- Problem requirements
Please repeat the rows from the line with "Your task is straightforward. Given the image, detect green" to the line with "top-left (48, 239), bottom-right (562, 369)", swapping "green bush" for "leafy bush" and changing nothing else.

- Records for the exercise

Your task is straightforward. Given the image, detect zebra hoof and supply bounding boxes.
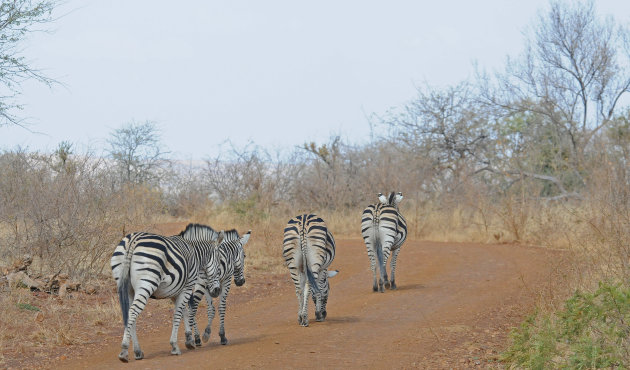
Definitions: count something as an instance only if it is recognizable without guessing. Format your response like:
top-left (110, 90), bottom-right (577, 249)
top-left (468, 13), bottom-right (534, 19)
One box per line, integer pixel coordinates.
top-left (202, 327), bottom-right (210, 343)
top-left (118, 349), bottom-right (129, 362)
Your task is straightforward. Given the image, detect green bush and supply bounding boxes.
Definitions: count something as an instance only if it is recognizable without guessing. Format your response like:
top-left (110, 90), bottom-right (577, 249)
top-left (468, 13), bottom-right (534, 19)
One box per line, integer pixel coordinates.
top-left (503, 283), bottom-right (630, 369)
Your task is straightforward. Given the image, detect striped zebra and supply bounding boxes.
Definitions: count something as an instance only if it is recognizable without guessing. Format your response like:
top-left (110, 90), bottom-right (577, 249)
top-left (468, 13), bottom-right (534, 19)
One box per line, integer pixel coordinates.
top-left (111, 225), bottom-right (224, 362)
top-left (184, 225), bottom-right (252, 346)
top-left (361, 192), bottom-right (407, 292)
top-left (282, 214), bottom-right (338, 326)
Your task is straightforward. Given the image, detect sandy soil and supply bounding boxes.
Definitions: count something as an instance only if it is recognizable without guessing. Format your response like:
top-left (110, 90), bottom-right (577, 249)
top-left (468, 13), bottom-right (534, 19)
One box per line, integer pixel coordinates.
top-left (48, 239), bottom-right (562, 369)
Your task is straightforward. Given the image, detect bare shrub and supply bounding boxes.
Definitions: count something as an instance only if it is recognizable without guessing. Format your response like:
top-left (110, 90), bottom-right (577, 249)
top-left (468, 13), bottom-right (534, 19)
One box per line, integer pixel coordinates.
top-left (0, 151), bottom-right (165, 277)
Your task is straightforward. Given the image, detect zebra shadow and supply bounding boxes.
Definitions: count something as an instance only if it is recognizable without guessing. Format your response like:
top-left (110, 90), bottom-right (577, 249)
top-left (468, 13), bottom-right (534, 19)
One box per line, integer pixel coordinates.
top-left (396, 284), bottom-right (426, 290)
top-left (324, 316), bottom-right (361, 324)
top-left (202, 334), bottom-right (267, 349)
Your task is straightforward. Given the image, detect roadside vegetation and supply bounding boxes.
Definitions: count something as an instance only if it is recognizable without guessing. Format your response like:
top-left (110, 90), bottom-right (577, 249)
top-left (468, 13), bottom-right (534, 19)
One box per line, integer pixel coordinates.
top-left (0, 1), bottom-right (630, 368)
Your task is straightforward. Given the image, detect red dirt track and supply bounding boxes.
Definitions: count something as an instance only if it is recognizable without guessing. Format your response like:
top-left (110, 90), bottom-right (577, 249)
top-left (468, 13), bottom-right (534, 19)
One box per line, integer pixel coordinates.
top-left (60, 239), bottom-right (561, 369)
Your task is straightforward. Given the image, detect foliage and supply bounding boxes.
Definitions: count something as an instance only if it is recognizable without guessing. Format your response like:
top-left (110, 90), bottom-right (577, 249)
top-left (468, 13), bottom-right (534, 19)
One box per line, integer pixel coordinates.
top-left (504, 283), bottom-right (630, 369)
top-left (0, 0), bottom-right (57, 126)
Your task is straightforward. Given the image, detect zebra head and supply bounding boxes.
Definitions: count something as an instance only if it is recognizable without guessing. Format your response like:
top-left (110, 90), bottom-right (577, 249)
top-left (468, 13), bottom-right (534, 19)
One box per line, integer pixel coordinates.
top-left (234, 230), bottom-right (252, 286)
top-left (206, 230), bottom-right (225, 298)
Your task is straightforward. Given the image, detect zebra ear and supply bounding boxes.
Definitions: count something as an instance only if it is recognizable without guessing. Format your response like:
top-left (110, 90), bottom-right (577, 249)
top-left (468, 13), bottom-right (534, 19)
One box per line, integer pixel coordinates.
top-left (241, 230), bottom-right (252, 246)
top-left (378, 193), bottom-right (387, 204)
top-left (217, 230), bottom-right (225, 245)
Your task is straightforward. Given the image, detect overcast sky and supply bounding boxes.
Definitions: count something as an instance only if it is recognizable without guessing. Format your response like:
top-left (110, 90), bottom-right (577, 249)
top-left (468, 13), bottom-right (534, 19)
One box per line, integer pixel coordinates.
top-left (0, 0), bottom-right (630, 159)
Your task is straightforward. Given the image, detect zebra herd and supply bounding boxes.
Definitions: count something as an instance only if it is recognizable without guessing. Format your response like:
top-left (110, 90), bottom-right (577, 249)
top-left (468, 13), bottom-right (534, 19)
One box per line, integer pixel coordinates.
top-left (111, 192), bottom-right (407, 362)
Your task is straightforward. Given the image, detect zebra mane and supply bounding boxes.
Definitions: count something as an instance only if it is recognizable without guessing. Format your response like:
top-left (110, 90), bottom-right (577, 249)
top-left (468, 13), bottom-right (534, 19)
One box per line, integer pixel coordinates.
top-left (223, 229), bottom-right (240, 242)
top-left (179, 224), bottom-right (219, 240)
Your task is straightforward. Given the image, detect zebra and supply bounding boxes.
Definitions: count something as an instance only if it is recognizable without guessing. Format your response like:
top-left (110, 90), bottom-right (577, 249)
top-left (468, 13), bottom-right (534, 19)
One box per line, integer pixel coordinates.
top-left (111, 225), bottom-right (225, 362)
top-left (184, 225), bottom-right (252, 346)
top-left (361, 192), bottom-right (407, 292)
top-left (282, 214), bottom-right (338, 326)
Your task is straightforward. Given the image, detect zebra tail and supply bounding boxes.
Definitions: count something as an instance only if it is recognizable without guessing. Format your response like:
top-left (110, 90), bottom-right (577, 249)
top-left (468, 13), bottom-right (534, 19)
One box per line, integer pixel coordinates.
top-left (372, 222), bottom-right (383, 274)
top-left (300, 233), bottom-right (319, 293)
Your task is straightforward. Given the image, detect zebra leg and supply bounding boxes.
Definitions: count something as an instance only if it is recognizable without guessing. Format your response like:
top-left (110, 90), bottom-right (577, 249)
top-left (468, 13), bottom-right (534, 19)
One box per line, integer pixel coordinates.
top-left (293, 273), bottom-right (310, 326)
top-left (368, 249), bottom-right (378, 292)
top-left (298, 276), bottom-right (311, 326)
top-left (391, 248), bottom-right (400, 290)
top-left (219, 280), bottom-right (230, 345)
top-left (118, 285), bottom-right (155, 362)
top-left (202, 294), bottom-right (214, 342)
top-left (170, 289), bottom-right (192, 355)
top-left (311, 278), bottom-right (326, 321)
top-left (131, 322), bottom-right (144, 360)
top-left (381, 248), bottom-right (391, 289)
top-left (185, 289), bottom-right (204, 349)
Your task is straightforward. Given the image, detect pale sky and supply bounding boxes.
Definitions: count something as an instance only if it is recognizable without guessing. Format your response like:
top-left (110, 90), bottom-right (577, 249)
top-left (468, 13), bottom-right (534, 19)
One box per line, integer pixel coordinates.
top-left (0, 0), bottom-right (630, 159)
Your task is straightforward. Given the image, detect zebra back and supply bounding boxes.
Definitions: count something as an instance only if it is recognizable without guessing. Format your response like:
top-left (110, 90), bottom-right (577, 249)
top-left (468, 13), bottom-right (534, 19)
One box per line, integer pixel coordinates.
top-left (361, 192), bottom-right (407, 254)
top-left (282, 214), bottom-right (335, 290)
top-left (178, 223), bottom-right (222, 241)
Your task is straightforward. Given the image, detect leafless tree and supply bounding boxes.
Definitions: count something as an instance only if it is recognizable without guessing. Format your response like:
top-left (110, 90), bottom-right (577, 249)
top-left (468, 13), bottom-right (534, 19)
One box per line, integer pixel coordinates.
top-left (0, 0), bottom-right (57, 126)
top-left (480, 1), bottom-right (630, 199)
top-left (107, 121), bottom-right (167, 184)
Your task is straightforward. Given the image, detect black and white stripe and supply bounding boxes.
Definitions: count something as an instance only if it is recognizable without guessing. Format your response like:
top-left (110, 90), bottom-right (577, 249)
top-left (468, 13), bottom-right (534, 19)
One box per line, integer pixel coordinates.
top-left (184, 226), bottom-right (251, 346)
top-left (111, 225), bottom-right (224, 362)
top-left (361, 192), bottom-right (407, 292)
top-left (282, 214), bottom-right (337, 326)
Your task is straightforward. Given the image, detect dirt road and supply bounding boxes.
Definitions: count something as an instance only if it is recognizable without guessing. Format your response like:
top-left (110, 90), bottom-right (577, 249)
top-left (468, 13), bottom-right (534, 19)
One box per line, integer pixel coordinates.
top-left (60, 240), bottom-right (561, 369)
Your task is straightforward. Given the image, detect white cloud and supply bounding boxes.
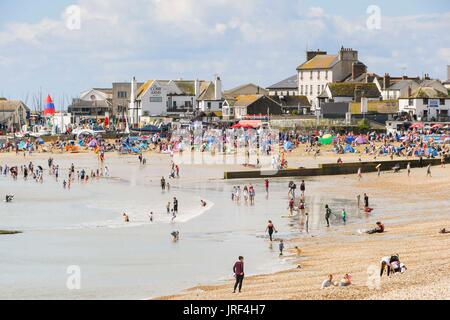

- Expected answer
Your task is straightforward. Given the image, detect leafy bush and supply bounding boxes.
Definitions: count something as an instance only if it is recognizable without guessing. Format your response like:
top-left (110, 90), bottom-right (577, 249)
top-left (468, 13), bottom-right (534, 19)
One box per line, integer pixel coordinates.
top-left (503, 283), bottom-right (630, 369)
Your task is straightforward. Given the image, detect striped zebra and supply bounding boxes.
Definitions: count something as an instance only if it is recognizable without guessing. Format your response like:
top-left (110, 90), bottom-right (577, 249)
top-left (468, 13), bottom-right (534, 19)
One box per line, integer pixel coordinates.
top-left (111, 225), bottom-right (224, 362)
top-left (184, 225), bottom-right (252, 346)
top-left (361, 192), bottom-right (407, 292)
top-left (282, 214), bottom-right (338, 326)
Your task is straightforward. Given the image, detect sandy soil and supply bounding boxes.
Definitions: count something as an instance only if it is recognizable without guessing. Format your response like:
top-left (110, 90), bottom-right (577, 249)
top-left (468, 13), bottom-right (534, 19)
One box per line, integer pixel coordinates.
top-left (48, 239), bottom-right (562, 369)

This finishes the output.